- [Sayfa Alıntısı]:
Kıbrıs Bunun adı gasptır

Bunun adı gasptır

18.06.2020 - 07:00 | Son Güncellenme:

.

Bunun adı gasptır

Türk Dil Kurumu sözlüğünde gasp “Bir malı sahibinin izni ve haberi olmadan zorla alma.” olarak tanımlanmıştır. Kıbrıs Türklerinin özgürlük ve uluslararası tanınırlığı başta olmak üzere, yer altı ve yer üstü zenginlikleri yarım asırdır Kıbrıs Rumları ve yandaşları marifetiyle gasp edilmektedir. Garantör ülkemiz Türkiye’nin 1974’te gerçekleştirdiği “Mutlu Barış Harekatı”yla bir nebze de olsa Kıbrıs Türkleri siyasi sınırlarını belirlemiş, barış ve huzur içerisinde 1974 öncesi mücadelelerini uluslararası siyasi alanda sürdüren devlet olmuştur.

- [Yapılacak İşler]:
[A] Sayfa alıntısına göre aşağıdaki soruları yanıtlayın.
(i) Türk Dil Kurumu sözlüğü "gasp" kelimesini nasıl tanımlıyor?
(ii) Kıbrıs Türklerinin zenginlikleri ne kadar süredir gasp ediliyor?
(iii) Türkiye'nin 1974'te gerçekleştirdiği harekatın alıntıdaki adı nedir?
[B] Sayfa alıntısına göre Kıbrıs Türkleri siyasi sınırlarını neyle belirlemiştir? Bir ila üç cümleyle açıklayın.

- [Gösterilen Veriler]:
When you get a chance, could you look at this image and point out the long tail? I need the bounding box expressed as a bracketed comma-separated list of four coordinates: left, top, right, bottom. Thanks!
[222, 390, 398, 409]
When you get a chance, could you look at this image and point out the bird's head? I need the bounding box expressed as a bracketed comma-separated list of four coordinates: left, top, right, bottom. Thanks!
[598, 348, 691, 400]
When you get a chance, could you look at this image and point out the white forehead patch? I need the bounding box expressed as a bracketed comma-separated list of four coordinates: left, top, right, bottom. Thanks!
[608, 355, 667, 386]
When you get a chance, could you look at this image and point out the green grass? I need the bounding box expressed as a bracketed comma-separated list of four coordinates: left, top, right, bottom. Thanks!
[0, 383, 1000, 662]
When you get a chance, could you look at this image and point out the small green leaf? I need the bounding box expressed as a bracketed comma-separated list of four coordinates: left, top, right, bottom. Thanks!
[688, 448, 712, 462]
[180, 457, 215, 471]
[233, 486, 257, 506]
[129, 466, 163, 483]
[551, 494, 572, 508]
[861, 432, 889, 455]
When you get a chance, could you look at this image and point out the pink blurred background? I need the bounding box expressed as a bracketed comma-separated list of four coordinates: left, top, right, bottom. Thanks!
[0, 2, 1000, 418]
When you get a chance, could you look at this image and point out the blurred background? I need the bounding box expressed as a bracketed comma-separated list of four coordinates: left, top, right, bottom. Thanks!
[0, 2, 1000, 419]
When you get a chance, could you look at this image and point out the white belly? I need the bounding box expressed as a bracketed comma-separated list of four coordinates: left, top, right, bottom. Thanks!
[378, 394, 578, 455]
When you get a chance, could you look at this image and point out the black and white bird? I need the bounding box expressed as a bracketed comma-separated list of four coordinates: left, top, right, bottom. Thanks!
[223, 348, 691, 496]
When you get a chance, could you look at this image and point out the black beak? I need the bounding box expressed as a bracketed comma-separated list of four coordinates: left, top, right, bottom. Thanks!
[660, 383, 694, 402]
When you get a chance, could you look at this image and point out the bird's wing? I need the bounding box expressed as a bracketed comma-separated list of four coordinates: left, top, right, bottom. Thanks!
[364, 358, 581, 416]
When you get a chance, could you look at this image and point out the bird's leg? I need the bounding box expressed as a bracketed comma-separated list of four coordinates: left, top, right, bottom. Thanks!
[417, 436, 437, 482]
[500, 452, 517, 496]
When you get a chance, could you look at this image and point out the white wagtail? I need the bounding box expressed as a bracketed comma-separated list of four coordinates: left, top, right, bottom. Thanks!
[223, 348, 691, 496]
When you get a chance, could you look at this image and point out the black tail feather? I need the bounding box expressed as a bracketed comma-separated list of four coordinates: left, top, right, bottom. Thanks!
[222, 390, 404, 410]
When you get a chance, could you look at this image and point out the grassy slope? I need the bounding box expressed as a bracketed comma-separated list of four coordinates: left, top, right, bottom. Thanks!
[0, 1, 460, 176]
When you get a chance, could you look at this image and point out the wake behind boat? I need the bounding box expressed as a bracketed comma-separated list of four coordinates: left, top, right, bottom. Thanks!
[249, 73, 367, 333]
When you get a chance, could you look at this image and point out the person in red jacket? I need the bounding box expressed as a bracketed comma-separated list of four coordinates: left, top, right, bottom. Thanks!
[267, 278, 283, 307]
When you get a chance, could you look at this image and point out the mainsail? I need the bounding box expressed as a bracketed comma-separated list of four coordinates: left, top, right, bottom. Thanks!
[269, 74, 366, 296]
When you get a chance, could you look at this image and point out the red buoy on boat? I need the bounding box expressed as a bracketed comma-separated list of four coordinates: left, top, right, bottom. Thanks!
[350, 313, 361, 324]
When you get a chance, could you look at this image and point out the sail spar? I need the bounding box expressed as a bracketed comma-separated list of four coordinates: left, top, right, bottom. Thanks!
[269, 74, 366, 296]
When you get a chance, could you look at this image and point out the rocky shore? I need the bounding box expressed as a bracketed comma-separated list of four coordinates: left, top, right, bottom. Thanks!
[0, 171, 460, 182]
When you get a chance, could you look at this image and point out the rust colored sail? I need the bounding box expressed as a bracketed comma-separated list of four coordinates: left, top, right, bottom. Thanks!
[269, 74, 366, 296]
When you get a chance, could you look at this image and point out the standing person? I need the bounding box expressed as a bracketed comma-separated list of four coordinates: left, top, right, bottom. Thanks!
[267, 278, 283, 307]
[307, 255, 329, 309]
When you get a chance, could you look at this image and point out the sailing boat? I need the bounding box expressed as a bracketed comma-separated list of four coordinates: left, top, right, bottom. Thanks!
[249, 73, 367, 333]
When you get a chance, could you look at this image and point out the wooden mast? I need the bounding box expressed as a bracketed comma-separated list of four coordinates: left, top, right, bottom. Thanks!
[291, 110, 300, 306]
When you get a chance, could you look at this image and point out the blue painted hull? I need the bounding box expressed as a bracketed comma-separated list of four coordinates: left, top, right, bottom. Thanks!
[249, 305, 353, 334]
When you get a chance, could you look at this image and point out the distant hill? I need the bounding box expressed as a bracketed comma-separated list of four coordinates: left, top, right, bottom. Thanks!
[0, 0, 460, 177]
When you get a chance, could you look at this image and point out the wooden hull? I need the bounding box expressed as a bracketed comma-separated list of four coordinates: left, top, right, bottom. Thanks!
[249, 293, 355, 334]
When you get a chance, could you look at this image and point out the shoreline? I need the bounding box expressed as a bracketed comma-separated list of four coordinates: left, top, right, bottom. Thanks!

- [Alıştırma Cevapları]:
[A]
(i) "Bir malı sahibinin izni ve haberi olmadan zorla alma."
(ii) Yarım asırdır.
(iii) "Mutlu Barış Harekatı".

[B] Kıbrıs Türkleri, garantör ülke Türkiye'nin 1974'te gerçekleştirdiği "Mutlu Barış Harekatı" ile siyasi sınırlarını bir nebze de olsa belirlemiştir. Böylece 1974 öncesi mücadelelerini uluslararası siyasi alanda barış ve huzur içinde sürdüren bir devlet olmuşlardır.